How do I create a Stream of regex matches?

Well, in Java 8, there is Pattern.splitAsStream which will provide a stream of items split by a delimiter pattern but unfortunately no support method for getting a stream of matches.

If you are going to implement such a Stream, I recommend implementing Spliterator directly rather than implementing and wrapping an Iterator. You may be more familiar with Iterator but implementing a simple Spliterator is straight-forward:

final class MatchItr extends Spliterators.AbstractSpliterator<String> {
    private final Matcher matcher;
    MatchItr(Matcher m) {
        super(m.regionEnd()-m.regionStart(), ORDERED|NONNULL);
        matcher=m;
    }
    public boolean tryAdvance(Consumer<? super String> action) {
        if(!matcher.find()) return false;
        action.accept(matcher.group());
        return true;
    }
}

You may consider overriding forEachRemaining with a straight-forward loop, though.


If I understand your attempt correctly, the solution should look more like:

Pattern pattern = Pattern.compile(
                 "[a-zA-Z0-9.!#$%&’*+/=?^_`{|}~-]+@[a-zA-Z0-9-]+(?:\\.[a-zA-Z0-9-]+)");

try(BufferedReader br=new BufferedReader(System.console().reader())) {

    br.lines()
      .flatMap(line -> StreamSupport.stream(new MatchItr(pattern.matcher(line)), false))
      .collect(Collectors.groupingBy(o->o, TreeMap::new, Collectors.counting()))
      .forEach((k, v) -> System.out.printf("%s\t%s\n",k,v));
}

Java 9 provides a method Stream<MatchResult> results() directly on the Matcher. But for finding matches within a stream, there’s an even more convenient method on Scanner. With that, the implementation simplifies to

try(Scanner s = new Scanner(System.console().reader())) {
    s.findAll(pattern)
     .collect(Collectors.groupingBy(MatchResult::group,TreeMap::new,Collectors.counting()))
     .forEach((k, v) -> System.out.printf("%s\t%s\n",k,v));
}

This answer contains a back-port of Scanner.findAll that can be used with Java 8.


Going off of Holger's solution, we can support arbitrary Matcher operations (such as getting the nth group) by having the user provide a Function<Matcher, String> operation. We can also hide the Spliterator as an implementation detail, so that callers can just work with the Stream directly. As a rule of thumb StreamSupport should be used by library code, rather than users.

• Stated exercise 1:
Copy out the entries from the line containing "of the farm" through the last line of the entries, inclusive, keeping the requests as they are. Increase every point coordinate in the answers by 126, leaving the numbers in the requests and their format samples unchanged.

• Excerpted data:
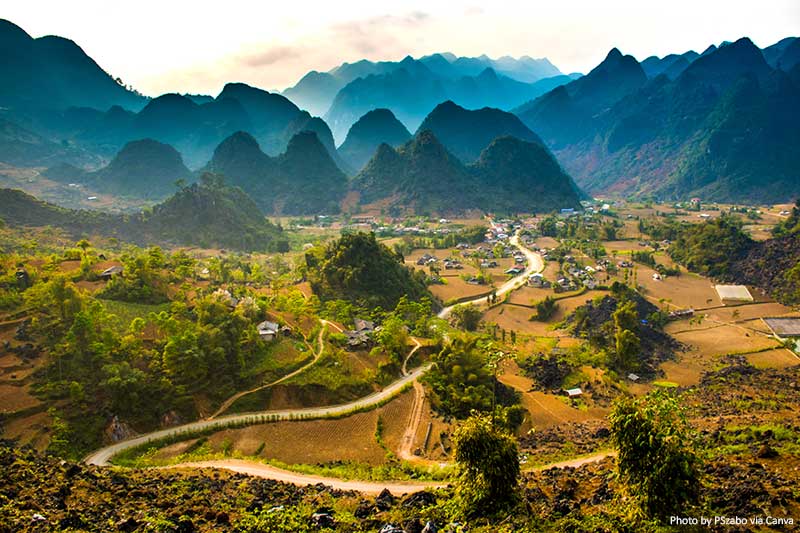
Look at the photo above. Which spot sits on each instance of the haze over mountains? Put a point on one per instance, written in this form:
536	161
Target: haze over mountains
723	128
720	124
316	91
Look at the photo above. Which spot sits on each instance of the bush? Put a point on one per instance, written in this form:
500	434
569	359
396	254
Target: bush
488	466
656	456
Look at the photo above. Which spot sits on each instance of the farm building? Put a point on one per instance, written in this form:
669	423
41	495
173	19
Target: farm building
733	293
110	272
268	330
784	327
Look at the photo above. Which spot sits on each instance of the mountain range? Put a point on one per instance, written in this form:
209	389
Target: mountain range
207	214
414	89
511	175
723	128
144	169
718	124
55	73
370	131
302	180
316	91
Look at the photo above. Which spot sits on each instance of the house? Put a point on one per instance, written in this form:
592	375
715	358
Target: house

• Stated exercise 2:
Continue the thread about building a stream of regex matches in Java, starting after its last sentence.

• Task response 1:
Look at the photo above. Which spot sits on each instance of the farm building? Put a point on one per instance, written in this form:
669	423
41	495
173	19
Target: farm building
859	419
236	398
394	456
910	453
Look at the photo above. Which spot sits on each instance of the mountain range? Put a point on one per instance, written in this form:
209	389
Target: mountain range
333	340
540	215
637	301
849	254
270	295
844	250
181	199
496	257
428	306
442	217
Look at the photo above. Which spot sits on each instance of the house? Put a point on one per instance, written in this form:
592	375
715	358
Target: house

• Task response 2:
public class MatcherStream {
  private MatcherStream() {}

  public static Stream<String> find(Pattern pattern, CharSequence input) {
    return findMatches(pattern, input).map(MatchResult::group);
  }

  public static Stream<MatchResult> findMatches(
      Pattern pattern, CharSequence input) {
    Matcher matcher = pattern.matcher(input);

    Spliterator<MatchResult> spliterator = new Spliterators.AbstractSpliterator<MatchResult>(
        Long.MAX_VALUE, Spliterator.ORDERED|Spliterator.NONNULL) {
      @Override
      public boolean tryAdvance(Consumer<? super MatchResult> action) {
        if(!matcher.find()) return false;
        action.accept(matcher.toMatchResult());
        return true;
      }};

    return StreamSupport.stream(spliterator, false);
  }
}

You can then use it like so:

MatcherStream.find(Pattern.compile("\\w+"), "foo bar baz").forEach(System.out::println);

Or for your specific task (borrowing again from Holger):

try(BufferedReader br = new BufferedReader(System.console().reader())) {
  br.lines()
    .flatMap(line -> MatcherStream.find(pattern, line))
    .collect(Collectors.groupingBy(o->o, TreeMap::new, Collectors.counting()))
    .forEach((k, v) -> System.out.printf("%s\t%s\n", k, v));
}

If you want to use a Scanner together with regular expressions using the findWithinHorizon method you could also convert a regular expression into a stream of strings. Here we use a stream builder which is very convenient to use during a conventional while loop.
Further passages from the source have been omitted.